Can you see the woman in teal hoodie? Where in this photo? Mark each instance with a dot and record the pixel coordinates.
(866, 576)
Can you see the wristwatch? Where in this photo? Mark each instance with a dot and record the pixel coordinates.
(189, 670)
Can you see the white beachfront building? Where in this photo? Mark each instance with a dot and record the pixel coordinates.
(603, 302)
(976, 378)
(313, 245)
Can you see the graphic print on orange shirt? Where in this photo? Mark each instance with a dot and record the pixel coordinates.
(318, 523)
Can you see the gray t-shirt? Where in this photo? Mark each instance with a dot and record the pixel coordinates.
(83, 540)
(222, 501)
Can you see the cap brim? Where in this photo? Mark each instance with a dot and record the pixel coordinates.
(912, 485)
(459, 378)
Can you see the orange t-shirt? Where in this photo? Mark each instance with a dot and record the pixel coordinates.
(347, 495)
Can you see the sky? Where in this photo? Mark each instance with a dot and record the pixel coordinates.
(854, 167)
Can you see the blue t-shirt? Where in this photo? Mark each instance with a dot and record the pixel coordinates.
------
▶ The request:
Render every line of the records above as a Markdown table with the columns Row and Text, one numbered row per line, and leave out any blank lines.

▶ Complete output:
| Row | Text |
|---|---|
| 1 | Can you see the woman in teal hoodie? Where in this photo? Mark each instance with a dot and record the pixel coordinates. |
| 2 | (866, 576) |
| 3 | Can you see the wristwatch? Where in this photo? Mark each instance with a dot and record the pixel coordinates. |
| 4 | (189, 670) |
| 5 | Can you see the white beachfront building? Where in this photo? Mark each instance with a dot and record the pixel coordinates. |
| 6 | (603, 302) |
| 7 | (976, 378) |
| 8 | (313, 245) |
| 9 | Can you see the graphic print on orange shirt? Where in this photo? Mark each instance with a dot and record the pixel coordinates. |
| 10 | (318, 523) |
| 11 | Can you see the gray t-shirt? Where in this photo? Mark each instance with a dot and record the pixel coordinates. |
| 12 | (83, 540) |
| 13 | (222, 501) |
| 14 | Can you see the cap brim? Where in this photo? Mark each instance with a dot and record the pixel coordinates. |
| 15 | (912, 485) |
| 16 | (459, 378) |
| 17 | Can you see the orange t-shirt? Where in this photo? Mark each instance with a dot and record the pixel coordinates. |
| 18 | (347, 495) |
| 19 | Can you see the sky? Where in this photo? Mark each instance with a dot and record the pixel coordinates. |
| 20 | (854, 167) |
| 21 | Can you see the blue t-shirt? Where in this photo? Mark each instance with a dot and record the pixel coordinates. |